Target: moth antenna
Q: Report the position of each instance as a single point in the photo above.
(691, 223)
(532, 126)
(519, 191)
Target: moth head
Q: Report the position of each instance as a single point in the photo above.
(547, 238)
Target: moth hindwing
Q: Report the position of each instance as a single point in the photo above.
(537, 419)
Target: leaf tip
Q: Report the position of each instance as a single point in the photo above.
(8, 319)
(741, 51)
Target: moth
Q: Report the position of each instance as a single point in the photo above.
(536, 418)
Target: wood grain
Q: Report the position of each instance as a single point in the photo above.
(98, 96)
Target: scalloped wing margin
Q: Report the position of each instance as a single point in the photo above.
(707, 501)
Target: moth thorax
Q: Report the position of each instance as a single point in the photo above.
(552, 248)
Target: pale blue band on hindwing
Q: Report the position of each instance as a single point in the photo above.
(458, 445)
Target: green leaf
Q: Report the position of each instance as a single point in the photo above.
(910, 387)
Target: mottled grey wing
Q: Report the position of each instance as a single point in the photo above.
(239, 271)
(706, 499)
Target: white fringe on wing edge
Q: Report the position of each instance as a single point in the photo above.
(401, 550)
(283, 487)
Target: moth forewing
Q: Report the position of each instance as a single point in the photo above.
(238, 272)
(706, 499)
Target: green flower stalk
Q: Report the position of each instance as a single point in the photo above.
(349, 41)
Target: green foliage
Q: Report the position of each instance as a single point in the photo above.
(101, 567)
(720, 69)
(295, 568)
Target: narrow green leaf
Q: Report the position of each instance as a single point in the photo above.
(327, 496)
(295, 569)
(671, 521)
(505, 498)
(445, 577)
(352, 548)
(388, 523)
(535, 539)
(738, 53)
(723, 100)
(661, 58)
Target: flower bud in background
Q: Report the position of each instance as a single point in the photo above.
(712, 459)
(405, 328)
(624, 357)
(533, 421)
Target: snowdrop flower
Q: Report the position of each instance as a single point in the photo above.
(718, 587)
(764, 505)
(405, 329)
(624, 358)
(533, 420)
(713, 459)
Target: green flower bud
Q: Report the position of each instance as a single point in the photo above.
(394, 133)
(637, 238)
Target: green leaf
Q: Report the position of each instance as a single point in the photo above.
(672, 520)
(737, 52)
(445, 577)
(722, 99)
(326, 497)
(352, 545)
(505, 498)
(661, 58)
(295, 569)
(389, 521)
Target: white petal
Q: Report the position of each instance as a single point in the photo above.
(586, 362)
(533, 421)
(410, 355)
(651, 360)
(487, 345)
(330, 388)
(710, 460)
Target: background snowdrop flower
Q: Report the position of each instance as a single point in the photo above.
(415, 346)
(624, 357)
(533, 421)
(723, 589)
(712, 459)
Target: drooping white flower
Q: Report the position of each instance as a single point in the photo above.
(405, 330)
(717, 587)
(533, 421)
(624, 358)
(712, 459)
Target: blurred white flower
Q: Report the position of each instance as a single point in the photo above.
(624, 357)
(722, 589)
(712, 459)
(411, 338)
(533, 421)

== What to do ==
Print again each line of the listing above, exactly as it appears.

== Final result ==
Target: moth antenna
Q: Report the position of each instance as a single point in the photo above.
(691, 223)
(532, 126)
(519, 191)
Target: moth head
Q: Report the position of each instance as a single point in the photo above.
(547, 238)
Target: moth hindwing
Q: Report the position of each instance as a single point in the photo above.
(537, 419)
Target: leaf tip
Q: Report the position of each instance as a single point in the photo above.
(8, 319)
(741, 51)
Target: moth
Q: Report the position of each instance as a single point in the photo above.
(536, 418)
Target: wood grain
Q: Report the position of each instance as a single point in the photo above.
(98, 96)
Target: scalloped wing margin
Q: Report the position of each instance as a single point in the photo above.
(707, 501)
Target: moth thorax
Q: Report the position of each instance as a single point in the photo above.
(552, 248)
Target: pale blue band on hindwing
Q: Report the position of each instance as a single point in the photo above.
(458, 445)
Target: green leaf
Q: Report the position of each instance as a single point in the photo above.
(910, 387)
Target: mottled grey wing
Q: Report the position of each instance as a single point in the photo above.
(239, 271)
(706, 499)
Target: white fringe on wing edge
Q: Report the position of each instance as a single point in the photo above.
(401, 550)
(283, 487)
Target: moth forewing
Q: Report the position of each instance as a single point in the photo above.
(238, 272)
(706, 499)
Target: green flower stalk
Q: Report the position of each instance as a single point in the photo above.
(349, 41)
Target: green foliage
Q: Report the position of each instance as a single point in the photo above.
(101, 567)
(720, 69)
(295, 568)
Target: narrow green leaf
Q: Report the position of each instance as a single point in the photo above.
(327, 496)
(295, 569)
(671, 521)
(505, 498)
(445, 577)
(352, 548)
(388, 523)
(535, 539)
(738, 53)
(723, 100)
(661, 58)
Target: flower bud in background
Q: Report the position of each instance as a single point in the photo above.
(712, 459)
(405, 328)
(624, 357)
(533, 421)
Target: snowdrop flower
Q: Report the position of each instance as a single point in the photo above.
(718, 587)
(764, 505)
(405, 329)
(624, 358)
(533, 420)
(713, 459)
Target: green flower bud
Q: Report the position of each instance as a single point in the photo above.
(394, 133)
(637, 238)
Target: green leaf
Q: Report the position of each instance as a single point in the photo above.
(672, 520)
(737, 52)
(445, 577)
(722, 99)
(326, 497)
(352, 545)
(505, 498)
(661, 58)
(295, 569)
(389, 521)
Target: white petal
Q: Report the position of each instance as a single point in the photo above.
(586, 362)
(533, 421)
(410, 355)
(651, 360)
(487, 345)
(330, 388)
(710, 460)
Target: background snowdrop flower
Q: Report the position of each instance as a single point in the photo above.
(415, 346)
(624, 357)
(533, 421)
(723, 589)
(712, 459)
Target: drooping white flower
Q: Report the position of each instance as a single point in the photo above.
(405, 330)
(717, 587)
(533, 421)
(624, 358)
(712, 459)
Target: blurred white flower
Q: Report the position of each instance as a single point in the photo above.
(624, 357)
(722, 589)
(712, 459)
(411, 338)
(533, 421)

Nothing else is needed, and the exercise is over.